Entries from a pointing dataset
>>>

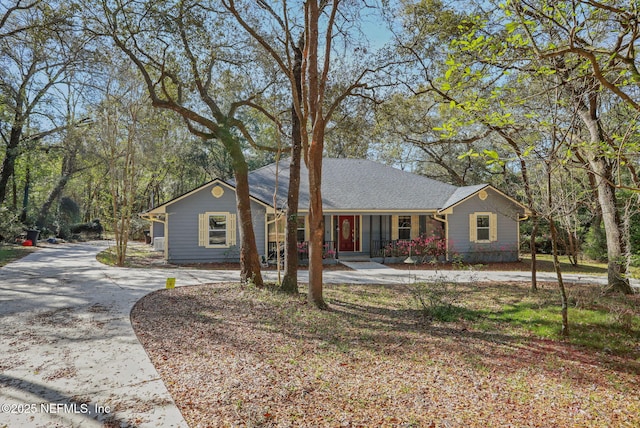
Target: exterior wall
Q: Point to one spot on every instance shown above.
(504, 249)
(157, 229)
(183, 227)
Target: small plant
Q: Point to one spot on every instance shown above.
(438, 299)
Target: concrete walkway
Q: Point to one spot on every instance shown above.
(68, 353)
(69, 356)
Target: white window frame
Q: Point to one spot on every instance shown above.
(403, 227)
(204, 229)
(492, 228)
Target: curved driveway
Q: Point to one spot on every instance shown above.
(68, 353)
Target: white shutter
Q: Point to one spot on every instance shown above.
(493, 227)
(415, 226)
(231, 230)
(394, 228)
(473, 232)
(203, 230)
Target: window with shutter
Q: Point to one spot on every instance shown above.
(483, 227)
(216, 230)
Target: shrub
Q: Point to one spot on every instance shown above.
(10, 226)
(438, 299)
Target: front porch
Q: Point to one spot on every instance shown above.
(359, 237)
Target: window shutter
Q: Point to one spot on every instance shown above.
(203, 229)
(306, 228)
(473, 231)
(415, 226)
(231, 230)
(394, 227)
(493, 227)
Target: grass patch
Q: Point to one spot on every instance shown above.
(9, 253)
(544, 263)
(268, 359)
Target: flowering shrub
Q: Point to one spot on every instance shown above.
(425, 246)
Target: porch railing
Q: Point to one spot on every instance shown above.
(328, 250)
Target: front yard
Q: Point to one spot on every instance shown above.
(249, 357)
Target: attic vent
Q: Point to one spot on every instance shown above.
(217, 191)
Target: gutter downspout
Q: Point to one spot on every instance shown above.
(446, 231)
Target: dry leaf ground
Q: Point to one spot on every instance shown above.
(248, 357)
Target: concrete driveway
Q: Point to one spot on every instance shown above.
(68, 353)
(69, 356)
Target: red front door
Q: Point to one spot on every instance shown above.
(348, 234)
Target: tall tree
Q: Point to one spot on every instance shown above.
(36, 51)
(314, 94)
(194, 63)
(591, 46)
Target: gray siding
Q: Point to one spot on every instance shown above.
(157, 229)
(504, 249)
(183, 223)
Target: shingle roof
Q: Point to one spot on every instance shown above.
(358, 184)
(462, 193)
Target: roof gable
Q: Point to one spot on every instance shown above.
(355, 184)
(352, 185)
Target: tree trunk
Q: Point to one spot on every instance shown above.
(556, 265)
(9, 162)
(616, 268)
(316, 225)
(249, 259)
(290, 280)
(532, 246)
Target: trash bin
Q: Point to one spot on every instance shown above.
(32, 235)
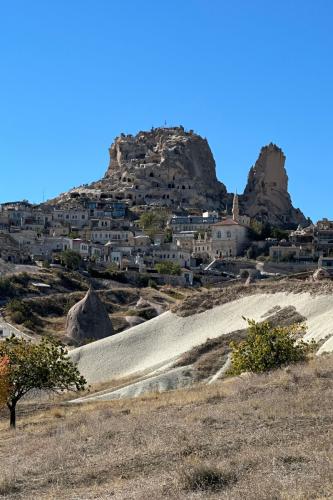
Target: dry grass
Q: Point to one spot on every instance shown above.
(254, 437)
(204, 300)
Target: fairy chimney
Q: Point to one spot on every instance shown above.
(88, 319)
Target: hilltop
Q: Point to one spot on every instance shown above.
(175, 168)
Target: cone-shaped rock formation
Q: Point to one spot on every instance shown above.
(88, 319)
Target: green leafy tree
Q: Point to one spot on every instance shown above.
(27, 366)
(267, 347)
(70, 259)
(168, 267)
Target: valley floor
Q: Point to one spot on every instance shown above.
(250, 437)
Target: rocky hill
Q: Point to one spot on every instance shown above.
(174, 168)
(266, 195)
(166, 166)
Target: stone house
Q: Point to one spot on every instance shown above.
(180, 223)
(72, 217)
(324, 238)
(228, 239)
(170, 252)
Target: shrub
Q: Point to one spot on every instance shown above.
(6, 288)
(267, 347)
(18, 317)
(152, 284)
(203, 478)
(168, 267)
(70, 259)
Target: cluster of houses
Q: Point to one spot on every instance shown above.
(309, 244)
(106, 231)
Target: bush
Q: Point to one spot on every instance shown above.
(18, 317)
(6, 288)
(70, 259)
(168, 267)
(152, 284)
(203, 478)
(267, 347)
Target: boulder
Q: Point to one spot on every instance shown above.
(320, 274)
(88, 320)
(266, 197)
(165, 166)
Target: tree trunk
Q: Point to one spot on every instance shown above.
(12, 409)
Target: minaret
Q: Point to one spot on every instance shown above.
(235, 208)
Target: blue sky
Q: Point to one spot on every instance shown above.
(75, 74)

<<<

Present the whole listing above as a numbered list, skipping any blank lines and leaving out the pictures.

1. Target: exterior wall
2. Q: Point to one spot on every instance shown above.
3. (504, 249)
4. (157, 229)
5. (183, 227)
6. Target: small plant
7. Q: Point to one spot on every instance shown above.
8. (438, 299)
9. Target: concrete walkway
10. Q: Point to one spot on every instance shown above.
11. (68, 353)
12. (69, 356)
13. Target: white window frame
14. Q: Point to one spot on every instance shown above.
15. (403, 227)
16. (204, 229)
17. (492, 228)
18. Target: curved driveway
19. Q: Point to one spot on every instance shown above.
20. (68, 353)
21. Target: white shutter
22. Q: Point to one spot on every instance shown above.
23. (493, 227)
24. (415, 226)
25. (231, 230)
26. (394, 228)
27. (473, 232)
28. (203, 230)
29. Target: window with shutter
30. Q: Point to one spot on every instance shown above.
31. (483, 227)
32. (216, 230)
33. Target: shrub
34. Q: Point to one spot on every instance shown above.
35. (10, 226)
36. (438, 299)
37. Target: front porch
38. Q: Point to one spot on every instance shown above.
39. (359, 237)
40. Target: window shutter
41. Q: Point to one spot on every instance shown above.
42. (203, 229)
43. (306, 228)
44. (473, 231)
45. (415, 226)
46. (231, 230)
47. (394, 227)
48. (493, 227)
49. Target: grass patch
50. Q: Point to one spot on every instance shown above.
51. (9, 253)
52. (544, 263)
53. (268, 359)
54. Target: flowering shrub
55. Q: Point to one spot on every instance shown above.
56. (425, 246)
57. Target: porch railing
58. Q: Point to one spot on every instance shown above.
59. (328, 250)
60. Target: front yard
61. Q: Point to one spot on every instance shown above.
62. (249, 357)
63. Target: attic vent
64. Q: Point to one spot on every instance shown above.
65. (217, 191)
66. Target: gutter downspout
67. Q: Point to one spot on every instance shown above.
68. (446, 231)
69. Target: dry leaf ground
70. Q: Point to one spot on every instance shown above.
71. (248, 357)
72. Target: concrete driveway
73. Q: Point to one spot on every instance shown above.
74. (68, 353)
75. (69, 356)
76. Target: red front door
77. Q: Point to one spot on every instance shown above.
78. (348, 234)
79. Target: tall tree
80. Q: Point to one spot on every instance shown above.
81. (36, 51)
82. (314, 94)
83. (194, 63)
84. (591, 46)
85. Target: gray siding
86. Q: Point to one spot on every instance shown above.
87. (157, 229)
88. (504, 249)
89. (183, 223)
90. Target: shingle roof
91. Q: Point to one spot on every instance shown above.
92. (358, 184)
93. (462, 193)
94. Target: roof gable
95. Q: Point to one spot on every instance shown above.
96. (355, 184)
97. (352, 185)
98. Target: tree trunk
99. Q: Point to one spot on every instance shown above.
100. (556, 265)
101. (9, 162)
102. (616, 268)
103. (316, 225)
104. (249, 259)
105. (290, 280)
106. (532, 246)
107. Target: trash bin
108. Q: Point to one spot on every instance shown above.
109. (32, 235)
110. Target: dry grass
111. Q: Point to one spot on every instance shown above.
112. (254, 437)
113. (204, 300)
114. Target: fairy chimney
115. Q: Point to one spot on every instance shown above.
116. (88, 319)
117. Target: hilltop
118. Q: Point to one spot on every instance shown above.
119. (175, 168)
120. Target: cone-shaped rock formation
121. Q: Point to one spot on every instance shown above.
122. (88, 319)
123. Target: green leafy tree
124. Q: Point to one spot on every instance shown above.
125. (27, 366)
126. (267, 347)
127. (70, 259)
128. (168, 267)
129. Target: valley floor
130. Q: Point to one spot on every instance shown above.
131. (250, 437)
132. Target: rocky hill
133. Q: Point to one spot on every instance shown above.
134. (174, 168)
135. (266, 195)
136. (166, 166)
137. Target: stone house
138. Q: Point to one spot on every instance shown above.
139. (180, 223)
140. (72, 217)
141. (324, 238)
142. (228, 239)
143. (170, 252)
144. Target: shrub
145. Q: Point to one spot on every instance shown above.
146. (6, 288)
147. (267, 347)
148. (18, 317)
149. (152, 284)
150. (203, 478)
151. (168, 267)
152. (70, 259)
153. Target: cluster of houses
154. Q: Point to one spot on every instance shown above.
155. (309, 244)
156. (106, 231)
157. Target: bush
158. Q: Point to one spot on every instance shown above.
159. (18, 317)
160. (6, 288)
161. (70, 259)
162. (168, 267)
163. (152, 284)
164. (203, 478)
165. (267, 347)
166. Target: boulder
167. Q: Point to one spot on every instance shown above.
168. (320, 274)
169. (88, 320)
170. (266, 197)
171. (165, 166)
172. Target: tree trunk
173. Q: Point to one spot on every instance shown above.
174. (12, 409)
175. Target: minaret
176. Q: Point to one spot on every instance shown above.
177. (235, 208)
178. Target: blue sky
179. Q: Point to one spot on every instance shown above.
180. (75, 74)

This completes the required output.